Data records
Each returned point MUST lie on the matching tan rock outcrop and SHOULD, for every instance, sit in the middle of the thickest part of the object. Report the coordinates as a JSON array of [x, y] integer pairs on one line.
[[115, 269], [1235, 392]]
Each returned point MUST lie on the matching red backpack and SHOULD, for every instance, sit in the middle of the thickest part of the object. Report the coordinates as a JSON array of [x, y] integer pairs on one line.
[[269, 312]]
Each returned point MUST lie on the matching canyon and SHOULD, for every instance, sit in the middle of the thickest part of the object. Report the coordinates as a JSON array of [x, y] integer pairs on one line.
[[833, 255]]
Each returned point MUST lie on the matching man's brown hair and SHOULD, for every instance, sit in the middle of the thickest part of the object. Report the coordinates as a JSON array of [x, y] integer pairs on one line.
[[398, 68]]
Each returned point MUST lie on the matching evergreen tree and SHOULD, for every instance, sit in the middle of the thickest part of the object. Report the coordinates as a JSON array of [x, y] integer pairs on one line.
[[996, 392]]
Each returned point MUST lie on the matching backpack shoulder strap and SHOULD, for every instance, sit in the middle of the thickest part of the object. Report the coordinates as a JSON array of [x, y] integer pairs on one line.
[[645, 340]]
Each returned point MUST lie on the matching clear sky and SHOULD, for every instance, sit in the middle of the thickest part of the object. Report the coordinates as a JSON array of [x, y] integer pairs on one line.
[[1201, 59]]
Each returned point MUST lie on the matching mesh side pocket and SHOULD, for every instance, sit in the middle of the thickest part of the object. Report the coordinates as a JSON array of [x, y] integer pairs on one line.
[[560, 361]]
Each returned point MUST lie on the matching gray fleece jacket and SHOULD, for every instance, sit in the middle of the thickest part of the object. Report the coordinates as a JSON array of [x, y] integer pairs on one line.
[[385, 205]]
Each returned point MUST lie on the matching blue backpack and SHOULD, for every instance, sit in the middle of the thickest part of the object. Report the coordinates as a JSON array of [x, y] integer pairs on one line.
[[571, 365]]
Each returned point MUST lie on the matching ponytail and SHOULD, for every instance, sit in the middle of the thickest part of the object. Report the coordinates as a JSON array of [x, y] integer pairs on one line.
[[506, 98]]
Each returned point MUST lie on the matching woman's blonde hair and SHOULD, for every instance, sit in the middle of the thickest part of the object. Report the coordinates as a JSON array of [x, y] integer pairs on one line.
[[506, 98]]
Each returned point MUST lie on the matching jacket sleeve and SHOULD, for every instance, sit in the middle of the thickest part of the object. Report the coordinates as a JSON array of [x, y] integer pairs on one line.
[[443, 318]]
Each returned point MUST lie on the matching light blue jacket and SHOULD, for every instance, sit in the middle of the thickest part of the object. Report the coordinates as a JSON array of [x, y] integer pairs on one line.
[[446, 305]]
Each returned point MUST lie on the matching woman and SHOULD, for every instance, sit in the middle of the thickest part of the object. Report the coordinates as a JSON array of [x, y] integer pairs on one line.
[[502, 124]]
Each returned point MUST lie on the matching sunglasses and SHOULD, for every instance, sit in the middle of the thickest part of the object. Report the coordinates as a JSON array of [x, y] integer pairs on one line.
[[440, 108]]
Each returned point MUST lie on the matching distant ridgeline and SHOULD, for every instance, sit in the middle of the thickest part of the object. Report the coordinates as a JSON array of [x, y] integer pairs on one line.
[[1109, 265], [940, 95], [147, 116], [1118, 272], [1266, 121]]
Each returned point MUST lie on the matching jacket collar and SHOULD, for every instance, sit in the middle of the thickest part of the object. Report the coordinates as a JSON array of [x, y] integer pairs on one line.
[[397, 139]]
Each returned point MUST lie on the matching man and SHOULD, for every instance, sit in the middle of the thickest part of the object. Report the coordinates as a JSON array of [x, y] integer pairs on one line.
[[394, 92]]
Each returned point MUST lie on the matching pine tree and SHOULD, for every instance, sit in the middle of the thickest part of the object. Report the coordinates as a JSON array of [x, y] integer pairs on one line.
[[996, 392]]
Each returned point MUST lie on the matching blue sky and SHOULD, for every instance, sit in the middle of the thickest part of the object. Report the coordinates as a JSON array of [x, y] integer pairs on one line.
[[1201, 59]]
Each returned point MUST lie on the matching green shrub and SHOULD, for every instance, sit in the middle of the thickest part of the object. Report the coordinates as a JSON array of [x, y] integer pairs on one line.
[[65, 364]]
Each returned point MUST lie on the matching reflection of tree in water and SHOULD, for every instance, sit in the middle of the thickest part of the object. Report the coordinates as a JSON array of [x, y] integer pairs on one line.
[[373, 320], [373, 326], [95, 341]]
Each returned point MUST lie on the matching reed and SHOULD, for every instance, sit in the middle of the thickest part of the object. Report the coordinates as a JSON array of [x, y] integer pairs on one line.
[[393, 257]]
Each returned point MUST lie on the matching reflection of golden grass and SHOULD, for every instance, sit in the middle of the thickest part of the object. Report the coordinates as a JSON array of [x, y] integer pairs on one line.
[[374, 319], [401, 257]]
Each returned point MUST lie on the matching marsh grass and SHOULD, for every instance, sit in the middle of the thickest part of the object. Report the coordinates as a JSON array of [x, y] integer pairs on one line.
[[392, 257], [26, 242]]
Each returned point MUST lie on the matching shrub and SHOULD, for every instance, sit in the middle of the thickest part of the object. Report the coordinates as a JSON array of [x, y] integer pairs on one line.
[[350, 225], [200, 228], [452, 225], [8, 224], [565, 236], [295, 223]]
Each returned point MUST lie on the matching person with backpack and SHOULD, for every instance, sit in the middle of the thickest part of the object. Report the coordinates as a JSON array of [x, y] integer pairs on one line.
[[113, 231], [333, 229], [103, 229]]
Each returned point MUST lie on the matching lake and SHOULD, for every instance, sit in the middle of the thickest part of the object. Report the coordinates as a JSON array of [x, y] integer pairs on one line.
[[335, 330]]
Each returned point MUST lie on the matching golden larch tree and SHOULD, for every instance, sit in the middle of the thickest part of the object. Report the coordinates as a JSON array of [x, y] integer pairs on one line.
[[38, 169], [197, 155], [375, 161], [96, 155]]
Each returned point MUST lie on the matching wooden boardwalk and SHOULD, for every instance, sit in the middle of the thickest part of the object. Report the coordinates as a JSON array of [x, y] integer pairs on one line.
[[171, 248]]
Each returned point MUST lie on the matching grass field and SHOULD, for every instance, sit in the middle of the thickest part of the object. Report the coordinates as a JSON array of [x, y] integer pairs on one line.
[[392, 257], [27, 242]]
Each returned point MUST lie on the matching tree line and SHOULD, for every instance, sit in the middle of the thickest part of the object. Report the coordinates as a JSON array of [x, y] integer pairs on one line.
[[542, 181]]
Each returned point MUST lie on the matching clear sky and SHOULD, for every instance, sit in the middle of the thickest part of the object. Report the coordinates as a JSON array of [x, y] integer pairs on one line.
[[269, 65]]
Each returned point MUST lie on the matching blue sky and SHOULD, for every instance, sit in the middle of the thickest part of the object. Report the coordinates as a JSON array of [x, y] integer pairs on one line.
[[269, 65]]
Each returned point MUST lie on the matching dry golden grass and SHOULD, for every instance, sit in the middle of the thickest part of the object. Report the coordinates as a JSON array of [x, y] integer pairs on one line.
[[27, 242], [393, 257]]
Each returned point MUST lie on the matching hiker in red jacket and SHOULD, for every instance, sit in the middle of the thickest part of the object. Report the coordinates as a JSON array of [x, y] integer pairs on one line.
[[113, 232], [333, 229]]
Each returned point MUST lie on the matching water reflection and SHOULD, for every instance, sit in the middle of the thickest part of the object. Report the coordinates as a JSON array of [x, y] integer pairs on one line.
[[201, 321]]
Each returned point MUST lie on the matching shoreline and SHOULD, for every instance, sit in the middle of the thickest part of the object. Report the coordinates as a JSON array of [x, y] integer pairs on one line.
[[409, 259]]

### [Activity]
Set all of the entries down again, exactly as they were given.

### [Exercise answer]
Each returned point MUST lie on the matching tan rock outcrop and SHOULD, for every instance, sit in the middle of the thickest part of the object. Report the coordinates as a JSON array of [x, y] integer pairs on one line.
[[115, 269], [1235, 392]]
Each returned point MUST lie on the matching red backpack and SHOULD, for every instance, sit in the middle of the thickest part of the object. Report the coordinates as a JSON array of [x, y] integer pairs on one line.
[[269, 312]]
Each returned point MUST lie on the matching canyon and SHOULD, for every instance, sit in the middle of the thickest part of the object. Report the coordinates as a JSON array of [x, y] integer pairs on one line.
[[833, 255]]
Each returned point MUST lie on the matching man's brown hair and SHOULD, for every instance, sit in the middle of the thickest part of the object. Report the coordinates as a JSON array of [x, y] integer pairs on one line.
[[398, 68]]
Each returned point MUST lie on the matching evergreen tree and SHOULD, for every instance, sit in the middle of the thickest part of the object. Report the coordinates as a JSON array of [x, y] integer pairs on one line.
[[996, 392]]
Each returned point MUST lie on the matching backpack shoulder strap and SHOULD, for every instance, sit in the middle of the thickest part of the object. Report the coordinates as a JSON array of [x, y] integer pairs on one line.
[[645, 340]]
Each returned point MUST lie on the matching clear sky and SHOULD, for every instance, sit in the middle of the thickest part of the object. Report the coordinates as a JSON array of [x, y] integer pairs on one line.
[[1201, 59]]
Each returned point MUST lie on the matching mesh side pocket and SHOULD, for every instance, sit in the middle of the thickest part of the object. Report the coordinates as a JSON array of [x, y] integer pairs on one line.
[[560, 361]]
Each returned point MUST lie on the matching gray fleece jacket and SHOULD, for every instance, sit in the middle of the thickest part of the object. Report the coordinates as a JSON array of [x, y] integer pairs on one line.
[[385, 205]]
Each returned point MUST lie on the matching blue backpack and SHOULD, for every instance, sit in the middle of the thickest part of the object. Report the coordinates as a JSON array of [x, y] integer pairs on one line.
[[571, 365]]
Each returned point MUST lie on the matching ponytail and SHOULD, for every instance, sit in the middle of the thickest part of the object. Report the coordinates as a JSON array of [x, y] integer pairs on one line.
[[506, 98]]
Each returned point MUST lie on the matching woman's blonde hair and SHOULD, for every instance, sit in the middle of the thickest part of the object. Report the coordinates as a JSON array of [x, y] integer pairs on one line.
[[506, 98]]
Each returned point MUST lie on the matching jacket sleeve and SHOULD, for every instance, sit in the middle of the thickest part of the object. Report the coordinates as a JSON array of [x, y] integer pairs on one line.
[[443, 318]]
Each returned point MUST lie on the matching light blue jacket and SHOULD, for every instance, sit in the middle of the thickest part of the object. Report the coordinates as a JSON array of [x, y] integer pairs on one line.
[[446, 305]]
Each returned point MUST lie on the matching woman and SHOULD, for every instance, sit in the middle of the thickest part of the object. Report the coordinates as a JSON array of [x, y] integer pairs on one line.
[[502, 124]]
Each returned point MUST lie on the matching sunglasses and SHOULD, for every instance, sit in the middle of the thickest part of the object. Report the coordinates as a JSON array of [x, y] integer pairs on one line.
[[440, 108]]
Each returned point MUST lie on the matching distant ridgeline and SHOULD, for every instance, sit in the middle of the thickest part of the object. Report the coordinates as a JSON array of [x, y] integer pairs on one line.
[[1109, 265], [940, 95], [147, 116], [1118, 272], [1266, 121]]
Each returned point MUST lie on the matching jacket collar and SHOULD, for every instance, sit in the middle of the thickest part of the object. Report the coordinates as a JSON array of [x, y] integer pairs on one line.
[[397, 139]]
Each returned point MUST lie on the matching man and SHOULD, for every instance, sit in the middle of the thickest part of the object. Report the coordinates as a JSON array of [x, y] integer pairs on one line.
[[394, 92]]
Each returned point MUST lie on the matching pine tree and SHOULD, for every instance, sit in the middle of the thickest part of the object. Report the coordinates as a JSON array of [x, y] integer pairs on one line.
[[996, 392]]
Each returned point MUST lie on the matching blue sky and SHOULD, for every instance, sit in the middle of the thickest part of the object. Report the coordinates as a JSON array of [x, y] integer pairs on one line.
[[1201, 59]]
Each returned point MUST lie on the matching green shrub and SHOULD, for every instance, sit in the middle of the thickest part of the object. Report the coordinates as a JSON array of [x, y] integer pairs on one line.
[[65, 364]]
Each returned point MUST lie on the matching reflection of tree in water and SHOULD, for every instance, sit in the middle of the thickest part of the object. Report the coordinates as a JSON array of [x, y] integer pairs on one line.
[[373, 320], [373, 326], [95, 341]]
Each returned point MUST lie on the matching reed and SHOULD, for every instance, sit in the middle of the thickest part of the object. Report the coordinates as a JSON array of [x, y] integer pairs on one line.
[[393, 257]]
Each returned point MUST lie on the matching reflection of golden grass and SHOULD, for every instance, sit in the middle of the thickest part of the object. Report the coordinates as a JSON array of [x, y] integer pairs on one line.
[[374, 319], [401, 257]]
Each returned point MUST lie on the matching marsh grass and SHOULD, for every instance, sit in the middle of the thickest part of the object. Report the coordinates as a JSON array of [x, y] integer pairs on one line.
[[392, 257], [26, 242]]
Each returned point MUST lie on the matching shrub and SHOULD, for every instance, sit in the middle of the thickest part of the object. Report the coordinates as a JSON array of [x, y] integer pairs on one line.
[[350, 225], [200, 228], [452, 225], [8, 224], [565, 236], [295, 223]]
Each returned point MUST lie on the matching person with backpack and SHOULD, for every instance, sit in the middle of the thickest part of the object. Report the coordinates as a JSON array of [x, y] integer pairs on one line.
[[113, 231], [333, 229], [103, 229]]
Each returned point MUST lie on the matching lake and SHOULD, for every instance, sit in the middle of the thickest part of the object. Report the coordinates as a JSON array of [x, y] integer pairs on one line.
[[335, 330]]
Each returned point MUST lie on the matching golden larch tree and SHOULD, for every instance, sit in the middle of the thickest part of the object. Report the coordinates as a JSON array of [x, y] integer pairs on one line.
[[38, 169], [197, 155], [375, 161], [96, 155]]
Each returned point MUST lie on the matching wooden boardwalk and SHOULD, for every instance, sit in the middle of the thickest part of the object. Report the coordinates as a JSON array of [x, y] integer pairs on one line.
[[171, 248]]
Each returned point MUST lie on the matching grass field and SHOULD, for every instance, sit in the middle of the thickest part of the object. Report the coordinates as a JSON array of [x, y] integer pairs on one line.
[[392, 257], [27, 242]]
Each returned point MUST lie on the matching tree line and SHOULD, for every instance, sit in the middle of the thickest part of the object. Report the coordinates as a JSON array of [x, y] integer pairs on one line.
[[542, 181]]
Each returned point MUST lie on the matching clear sky and SHOULD, for every instance, sit in the middle of the thickest part of the object. Report the coordinates as a JSON array of [x, y] integer pairs on one line.
[[269, 65]]
Each returned point MUST lie on the matching blue sky and SHOULD, for every instance, sit in the middle of the thickest part of the object. Report the coordinates as a JSON array of [x, y] integer pairs on one line.
[[269, 65]]
Each returned point MUST lie on the matching dry golden grass and SHOULD, for every instance, sit in the middle of the thickest part of the object. Report the coordinates as a JSON array of [x, y] integer pairs on one line.
[[27, 242], [393, 257]]
Each returned point MUST lie on the matching hiker in red jacket and SHOULD, for every instance, sit in the middle of the thickest part of the object. Report the coordinates as a JSON array of [x, y] integer pairs on one line.
[[113, 232], [333, 229]]
Each returned point MUST lie on the matching water reflection and SHOULD, for every instance, sit in the middle of the thickest part of the object. Report the coordinates as a JSON array of [x, y] integer pairs on one line.
[[201, 321]]
Each returned point MUST lie on the matching shoreline and SHOULD, for every instance, sit in the middle of the thickest part of the object. Report the coordinates as a JSON array of [x, y] integer pairs on one line.
[[409, 259]]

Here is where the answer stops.